Task directions: Could you reproduce, word for word, the part of the weather sensor text below that starts with "With all the" and goes on through "values appear constant."?

Text excerpt:
Kind of weird the base units are a mix of metric and imperial…

Wind Speed

This turned out to be pretty similar to the Rain gage. Looking at how the bits related to the display, it seemed like mph wasn’t the “native” unit. Messing around a bit showed that it was actually m/s. Also the average and the gust speeds had the same representation each taking one byte. speed m/s = float(msg[4] or msg[5]) * .1 . This seems to suggest the manual’s range and resolution are not correct. If the range is correct it suggests there might be a more significant bit somewhere. Hopefully, it will never come up.

Unknown Bits

With all the obvious data decoded there was still plenty of data unaccounted for. I’ll need to do longer term tracking, but here’s the breakdown:

1
[0xFF][0xDF][value set on sensor boot?][??+wind_dir][wind_avr][wind_gust][wind_dir][rain][rain][??+temp][temp][humidity][0xFF][0xFB][0xFB][crc]

hex is given where the values appear constant.

Dataset entries:
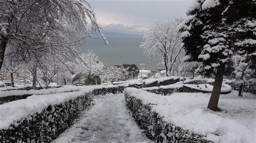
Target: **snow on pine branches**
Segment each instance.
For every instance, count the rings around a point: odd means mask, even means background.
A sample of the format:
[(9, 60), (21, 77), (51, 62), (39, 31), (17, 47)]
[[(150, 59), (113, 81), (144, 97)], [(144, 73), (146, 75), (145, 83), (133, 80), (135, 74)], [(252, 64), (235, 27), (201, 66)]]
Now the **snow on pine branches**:
[(216, 96), (215, 104), (209, 102), (208, 108), (217, 110), (223, 75), (225, 70), (233, 70), (233, 55), (243, 57), (242, 62), (252, 70), (251, 76), (256, 76), (256, 1), (197, 0), (187, 14), (192, 17), (178, 27), (189, 56), (186, 61), (202, 62), (198, 71), (216, 76), (212, 95)]

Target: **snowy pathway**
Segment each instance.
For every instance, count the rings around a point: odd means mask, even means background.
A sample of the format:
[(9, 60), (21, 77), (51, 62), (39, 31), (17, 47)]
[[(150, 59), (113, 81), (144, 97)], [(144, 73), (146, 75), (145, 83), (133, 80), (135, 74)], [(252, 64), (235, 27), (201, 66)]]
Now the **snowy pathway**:
[(96, 96), (95, 105), (52, 143), (155, 143), (141, 133), (126, 109), (124, 94)]

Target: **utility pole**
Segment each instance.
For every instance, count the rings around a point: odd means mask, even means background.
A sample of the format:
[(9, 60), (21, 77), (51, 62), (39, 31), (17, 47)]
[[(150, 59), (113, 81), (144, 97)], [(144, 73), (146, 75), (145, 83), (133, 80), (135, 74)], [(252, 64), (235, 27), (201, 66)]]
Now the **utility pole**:
[(184, 73), (183, 73), (183, 81), (182, 81), (182, 84), (184, 84), (184, 81), (185, 81), (185, 74), (186, 73), (186, 63), (185, 63), (185, 66), (184, 66)]
[(145, 64), (140, 64), (140, 65), (141, 65), (141, 74), (140, 74), (140, 78), (141, 78), (141, 79), (142, 79), (142, 70), (143, 70), (143, 65), (145, 65)]

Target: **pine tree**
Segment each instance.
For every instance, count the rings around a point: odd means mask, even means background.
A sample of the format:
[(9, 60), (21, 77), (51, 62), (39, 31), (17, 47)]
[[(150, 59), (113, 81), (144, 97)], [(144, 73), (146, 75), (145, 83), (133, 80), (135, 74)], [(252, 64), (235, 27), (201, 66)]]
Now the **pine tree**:
[(233, 54), (246, 55), (245, 61), (255, 71), (256, 7), (255, 0), (198, 0), (187, 11), (192, 17), (178, 27), (184, 60), (202, 62), (199, 71), (215, 74), (208, 108), (218, 109), (225, 67)]

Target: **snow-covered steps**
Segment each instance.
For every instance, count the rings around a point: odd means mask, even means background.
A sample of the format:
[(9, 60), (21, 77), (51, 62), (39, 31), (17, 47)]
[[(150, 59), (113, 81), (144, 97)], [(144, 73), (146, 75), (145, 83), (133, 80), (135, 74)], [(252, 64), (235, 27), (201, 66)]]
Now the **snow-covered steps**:
[(134, 88), (125, 90), (126, 106), (148, 136), (160, 142), (255, 142), (255, 96), (236, 91), (221, 95), (214, 112), (206, 108), (209, 94), (162, 96)]
[(52, 143), (155, 143), (143, 133), (126, 109), (124, 94), (94, 98), (94, 105)]
[(0, 105), (0, 143), (49, 142), (72, 125), (95, 94), (117, 89), (87, 86), (79, 91), (33, 95)]

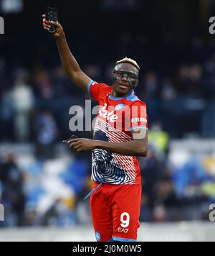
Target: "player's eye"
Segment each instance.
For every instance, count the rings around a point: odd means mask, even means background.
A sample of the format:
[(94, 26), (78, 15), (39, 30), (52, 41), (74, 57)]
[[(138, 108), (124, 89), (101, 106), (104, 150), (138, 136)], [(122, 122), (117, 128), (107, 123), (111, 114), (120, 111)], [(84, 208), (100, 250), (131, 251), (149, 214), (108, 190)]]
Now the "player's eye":
[(128, 74), (128, 79), (135, 79), (135, 76), (134, 75)]

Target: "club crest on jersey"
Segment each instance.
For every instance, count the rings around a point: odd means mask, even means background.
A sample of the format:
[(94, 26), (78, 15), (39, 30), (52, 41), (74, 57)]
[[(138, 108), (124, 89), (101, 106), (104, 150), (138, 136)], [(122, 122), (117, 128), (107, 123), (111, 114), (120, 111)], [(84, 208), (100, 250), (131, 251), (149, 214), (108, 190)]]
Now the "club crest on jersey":
[(123, 104), (118, 104), (117, 106), (115, 106), (115, 110), (120, 110), (122, 109), (123, 109), (123, 107), (125, 106), (125, 105)]
[(113, 110), (111, 112), (108, 112), (106, 109), (108, 104), (105, 103), (104, 106), (98, 111), (98, 114), (100, 116), (107, 119), (108, 121), (110, 121), (111, 123), (114, 123), (118, 119), (118, 116), (114, 114)]

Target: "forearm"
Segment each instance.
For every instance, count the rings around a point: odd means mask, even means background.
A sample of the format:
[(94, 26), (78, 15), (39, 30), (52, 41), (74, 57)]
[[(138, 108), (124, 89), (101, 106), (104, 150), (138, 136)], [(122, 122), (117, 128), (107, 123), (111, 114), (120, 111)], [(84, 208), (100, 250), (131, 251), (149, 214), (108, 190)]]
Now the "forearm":
[(148, 145), (142, 143), (142, 141), (138, 140), (122, 143), (112, 143), (98, 140), (96, 143), (96, 148), (124, 155), (144, 157), (146, 157), (148, 151)]
[(57, 38), (57, 44), (63, 68), (68, 77), (73, 80), (81, 70), (70, 50), (64, 33)]

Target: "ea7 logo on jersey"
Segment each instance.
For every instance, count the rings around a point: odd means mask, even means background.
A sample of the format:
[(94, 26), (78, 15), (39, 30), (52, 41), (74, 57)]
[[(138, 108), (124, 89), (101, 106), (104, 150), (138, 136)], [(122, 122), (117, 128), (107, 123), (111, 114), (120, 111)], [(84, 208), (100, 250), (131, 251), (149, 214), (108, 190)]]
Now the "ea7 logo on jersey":
[(132, 118), (131, 119), (131, 122), (132, 123), (139, 123), (139, 122), (143, 122), (143, 123), (145, 123), (147, 124), (147, 119), (145, 118), (143, 118), (143, 117), (140, 117), (140, 118)]
[(118, 232), (119, 233), (125, 233), (127, 234), (129, 231), (129, 229), (122, 229), (121, 227), (118, 227)]
[(104, 106), (98, 111), (99, 115), (107, 119), (111, 123), (114, 123), (118, 119), (118, 116), (114, 114), (113, 110), (111, 112), (108, 112), (108, 110), (106, 109), (107, 106), (108, 104), (105, 103)]

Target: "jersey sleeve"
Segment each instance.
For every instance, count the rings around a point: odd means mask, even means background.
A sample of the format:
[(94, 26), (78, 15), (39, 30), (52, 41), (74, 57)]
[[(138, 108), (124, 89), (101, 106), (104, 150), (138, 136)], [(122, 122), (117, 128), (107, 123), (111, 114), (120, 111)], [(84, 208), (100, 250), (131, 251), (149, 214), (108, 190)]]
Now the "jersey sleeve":
[(90, 96), (97, 101), (110, 92), (111, 88), (105, 83), (90, 81), (87, 85), (87, 91)]
[(130, 132), (135, 129), (148, 130), (146, 104), (140, 101), (130, 106)]

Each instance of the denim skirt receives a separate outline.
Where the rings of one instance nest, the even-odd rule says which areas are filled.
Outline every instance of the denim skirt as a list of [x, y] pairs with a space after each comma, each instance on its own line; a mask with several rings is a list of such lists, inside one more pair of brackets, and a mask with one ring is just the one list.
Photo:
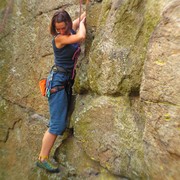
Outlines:
[[[51, 87], [64, 85], [64, 82], [68, 81], [70, 77], [65, 73], [53, 73]], [[68, 115], [68, 102], [71, 94], [66, 92], [66, 89], [62, 89], [56, 93], [51, 94], [48, 97], [50, 121], [49, 132], [55, 135], [62, 135], [67, 127], [67, 115]]]

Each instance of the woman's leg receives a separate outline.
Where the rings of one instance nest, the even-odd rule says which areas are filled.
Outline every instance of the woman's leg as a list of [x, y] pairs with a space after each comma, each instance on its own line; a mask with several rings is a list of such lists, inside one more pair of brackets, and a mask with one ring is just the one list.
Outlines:
[[42, 140], [41, 152], [39, 155], [41, 161], [49, 157], [50, 151], [54, 145], [56, 138], [57, 135], [50, 133], [49, 129], [45, 132]]

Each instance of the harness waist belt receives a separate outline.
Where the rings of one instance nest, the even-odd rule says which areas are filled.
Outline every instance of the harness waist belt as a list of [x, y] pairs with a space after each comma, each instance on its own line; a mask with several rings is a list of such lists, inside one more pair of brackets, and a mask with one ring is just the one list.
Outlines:
[[60, 73], [67, 73], [67, 74], [71, 74], [72, 73], [72, 69], [65, 69], [61, 66], [57, 66], [57, 65], [54, 65], [52, 67], [52, 71], [54, 72], [60, 72]]

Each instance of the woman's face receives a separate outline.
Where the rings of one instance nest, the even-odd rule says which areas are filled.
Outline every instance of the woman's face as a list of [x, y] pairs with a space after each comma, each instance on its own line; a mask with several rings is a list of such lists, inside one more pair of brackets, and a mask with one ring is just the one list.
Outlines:
[[67, 27], [65, 22], [55, 23], [55, 28], [61, 35], [66, 35]]

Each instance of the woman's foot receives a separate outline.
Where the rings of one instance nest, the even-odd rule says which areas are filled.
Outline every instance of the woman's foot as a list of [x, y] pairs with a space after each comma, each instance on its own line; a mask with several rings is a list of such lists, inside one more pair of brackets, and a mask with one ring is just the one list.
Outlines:
[[50, 161], [49, 159], [44, 159], [44, 160], [38, 160], [36, 162], [36, 165], [40, 168], [43, 168], [45, 170], [47, 170], [48, 172], [51, 172], [51, 173], [59, 173], [60, 170], [58, 167], [54, 166]]

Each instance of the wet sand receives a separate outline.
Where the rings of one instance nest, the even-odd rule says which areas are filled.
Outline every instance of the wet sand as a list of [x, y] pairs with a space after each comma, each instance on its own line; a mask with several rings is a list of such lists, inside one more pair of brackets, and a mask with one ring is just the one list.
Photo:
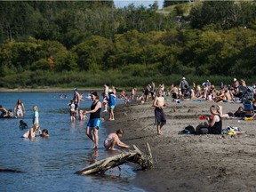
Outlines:
[[[6, 90], [0, 92], [64, 92], [70, 89]], [[72, 91], [72, 90], [71, 90]], [[169, 99], [170, 100], [170, 99]], [[164, 135], [156, 134], [152, 101], [129, 103], [115, 108], [115, 121], [105, 121], [108, 132], [124, 130], [122, 140], [143, 149], [148, 142], [154, 168], [138, 172], [132, 181], [147, 191], [255, 191], [256, 121], [223, 119], [223, 128], [237, 126], [240, 138], [220, 135], [179, 135], [187, 125], [196, 127], [200, 115], [210, 114], [213, 102], [166, 102], [167, 124]], [[223, 112], [235, 112], [241, 104], [220, 103]], [[108, 113], [103, 113], [108, 119]]]
[[[170, 100], [170, 99], [169, 99]], [[147, 191], [255, 191], [256, 121], [223, 119], [223, 128], [237, 126], [238, 138], [221, 135], [179, 135], [179, 131], [204, 122], [214, 102], [167, 101], [164, 135], [156, 134], [152, 102], [117, 106], [115, 121], [106, 121], [109, 132], [123, 128], [122, 140], [143, 149], [148, 142], [154, 168], [139, 172], [132, 184]], [[235, 112], [242, 104], [220, 103], [223, 112]], [[104, 115], [108, 118], [108, 114]]]

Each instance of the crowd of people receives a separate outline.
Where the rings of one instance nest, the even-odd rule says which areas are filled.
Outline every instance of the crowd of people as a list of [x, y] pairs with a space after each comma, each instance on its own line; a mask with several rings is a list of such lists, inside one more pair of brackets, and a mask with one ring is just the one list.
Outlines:
[[[185, 77], [182, 77], [179, 85], [172, 84], [170, 87], [166, 86], [164, 82], [160, 83], [158, 87], [156, 87], [156, 84], [151, 82], [143, 87], [140, 95], [137, 93], [137, 88], [133, 87], [130, 94], [127, 94], [124, 90], [122, 90], [119, 96], [116, 96], [116, 89], [115, 86], [109, 87], [108, 84], [105, 84], [103, 92], [101, 93], [102, 100], [97, 92], [90, 93], [89, 98], [92, 102], [89, 110], [79, 108], [80, 102], [83, 100], [83, 94], [78, 92], [77, 88], [75, 88], [73, 91], [73, 98], [70, 100], [70, 103], [68, 104], [70, 108], [70, 121], [74, 122], [76, 119], [88, 120], [86, 135], [93, 142], [92, 148], [99, 148], [99, 131], [101, 128], [101, 122], [103, 120], [101, 108], [103, 108], [103, 113], [109, 113], [108, 120], [114, 121], [116, 98], [124, 100], [124, 105], [131, 100], [141, 103], [151, 100], [152, 107], [155, 108], [156, 132], [159, 135], [163, 134], [163, 126], [166, 124], [164, 108], [165, 108], [165, 100], [169, 98], [171, 98], [172, 101], [198, 99], [216, 103], [241, 102], [244, 104], [250, 101], [253, 107], [252, 110], [256, 109], [256, 84], [247, 86], [244, 79], [241, 79], [239, 82], [236, 78], [234, 78], [233, 83], [230, 84], [225, 84], [221, 82], [220, 88], [216, 88], [209, 80], [202, 83], [202, 84], [196, 85], [196, 84], [193, 83], [192, 86], [189, 86]], [[102, 100], [102, 102], [100, 100]], [[0, 105], [0, 117], [3, 118], [13, 116], [22, 117], [26, 113], [26, 108], [21, 100], [19, 99], [13, 108], [15, 114], [12, 113], [12, 109], [7, 110], [2, 105]], [[220, 134], [222, 119], [225, 117], [229, 118], [230, 116], [241, 116], [242, 114], [244, 113], [244, 108], [240, 106], [237, 111], [234, 113], [222, 114], [222, 108], [220, 105], [212, 105], [210, 108], [210, 113], [212, 114], [212, 118], [208, 118], [207, 122], [202, 124], [201, 128], [207, 127], [207, 133]], [[90, 115], [89, 117], [87, 116], [88, 114]], [[48, 137], [49, 133], [47, 129], [40, 130], [37, 106], [33, 106], [32, 119], [32, 127], [23, 134], [23, 137], [33, 139], [36, 137], [36, 132], [38, 132], [42, 137]], [[20, 120], [20, 129], [25, 130], [28, 128], [28, 124]], [[120, 140], [123, 134], [123, 130], [117, 130], [116, 132], [107, 135], [104, 141], [105, 148], [114, 149], [116, 145], [120, 148], [129, 148], [128, 145]]]

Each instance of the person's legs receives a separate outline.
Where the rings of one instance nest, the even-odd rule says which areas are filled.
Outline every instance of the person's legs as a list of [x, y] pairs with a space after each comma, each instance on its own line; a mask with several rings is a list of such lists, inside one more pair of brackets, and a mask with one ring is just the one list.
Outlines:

Final result:
With all the obvious data decoded there was still plenty of data unaccounted for. I’ll need to do longer term tracking, but here’s the breakdown:

1
[0xFF][0xDF][value set on sensor boot?][??+wind_dir][wind_avr][wind_gust][wind_dir][rain][rain][??+temp][temp][humidity][0xFF][0xFB][0xFB][crc]

hex is given where the values appear constant.